[Point labeling material]
• • • •
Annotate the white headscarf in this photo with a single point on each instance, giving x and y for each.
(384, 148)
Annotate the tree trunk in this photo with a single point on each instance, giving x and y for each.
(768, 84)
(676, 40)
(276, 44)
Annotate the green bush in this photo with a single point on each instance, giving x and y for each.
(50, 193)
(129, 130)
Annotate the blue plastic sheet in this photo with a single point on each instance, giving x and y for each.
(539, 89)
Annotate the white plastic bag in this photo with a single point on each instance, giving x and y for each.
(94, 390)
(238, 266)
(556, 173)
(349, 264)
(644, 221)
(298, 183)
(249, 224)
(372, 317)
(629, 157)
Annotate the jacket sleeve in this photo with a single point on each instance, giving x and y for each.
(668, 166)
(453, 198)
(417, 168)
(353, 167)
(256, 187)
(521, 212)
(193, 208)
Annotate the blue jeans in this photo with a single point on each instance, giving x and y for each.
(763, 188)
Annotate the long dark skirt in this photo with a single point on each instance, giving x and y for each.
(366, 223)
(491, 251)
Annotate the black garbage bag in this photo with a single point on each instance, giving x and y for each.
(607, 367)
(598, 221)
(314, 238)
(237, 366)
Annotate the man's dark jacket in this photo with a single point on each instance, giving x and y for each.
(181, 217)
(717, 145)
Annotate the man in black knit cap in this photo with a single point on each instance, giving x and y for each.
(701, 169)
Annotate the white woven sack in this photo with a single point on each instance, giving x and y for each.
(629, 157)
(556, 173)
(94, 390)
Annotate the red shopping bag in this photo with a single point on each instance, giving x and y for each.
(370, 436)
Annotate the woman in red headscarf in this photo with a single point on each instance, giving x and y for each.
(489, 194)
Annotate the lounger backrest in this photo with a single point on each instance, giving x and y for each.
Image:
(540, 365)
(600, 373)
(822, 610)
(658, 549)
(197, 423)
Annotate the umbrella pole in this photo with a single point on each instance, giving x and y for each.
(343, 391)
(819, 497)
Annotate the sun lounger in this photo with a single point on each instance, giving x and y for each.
• • • •
To do. Write out every line of the material above word for word, with nothing changed or left out.

Solution.
Annotate the white headscarf in this photo with a single point on each instance, giving x and y for each.
(384, 148)
Annotate the tree trunk in this photo with a single point on each instance, giving x and y for each.
(768, 84)
(676, 40)
(276, 44)
Annotate the green bush in this photo with a single point on each instance, giving x and y for each.
(50, 193)
(129, 130)
Annotate the blue plastic sheet in this photo with a single point on each instance, giving x and y for each.
(539, 89)
Annotate the white plastic bag in this photo with a single point on each instance, giving x and y for each.
(94, 390)
(238, 266)
(556, 173)
(349, 264)
(644, 221)
(298, 183)
(249, 224)
(372, 317)
(629, 157)
Annotate the jacket sleeve in this photo with a single point on each instance, giving x and y for each.
(668, 166)
(453, 198)
(417, 168)
(353, 167)
(256, 187)
(521, 212)
(193, 208)
Annotate the blue jeans in this photo with a single point on each instance, giving x and y for each.
(763, 188)
Annotate the long dark skirt in this photo with a single point on each instance, giving x and y for each.
(366, 223)
(491, 251)
Annotate the black garbage bag in this photo with a single point on each instance, giving x and y for each.
(607, 367)
(598, 221)
(314, 238)
(237, 366)
Annotate the man's dark jacket in this photo with a single point on each instance, giving x and y for each.
(181, 217)
(717, 145)
Annotate the man in black knit cap in this photo with a single point on each instance, giving x and y for each.
(701, 169)
Annotate the white woven sack in this photo with a single point on each instance, giving x and y for each.
(629, 157)
(556, 173)
(94, 390)
Annotate the red shopping bag in this photo with a single point on each instance, giving x and y for each.
(370, 436)
Annotate the woman in red headscarf in this photo with a single point on each instance, giving x and y for each.
(489, 194)
Annotate the lounger backrest in this photo with a single point on each instance, giving x and y for each.
Image:
(540, 365)
(600, 373)
(822, 610)
(658, 549)
(197, 423)
Annotate the umbrella pole in this photo with a single point on each instance, giving x and y for each.
(343, 391)
(819, 497)
Annotate the sun lounger in this photo with a single point on each instance, giving x and y for each.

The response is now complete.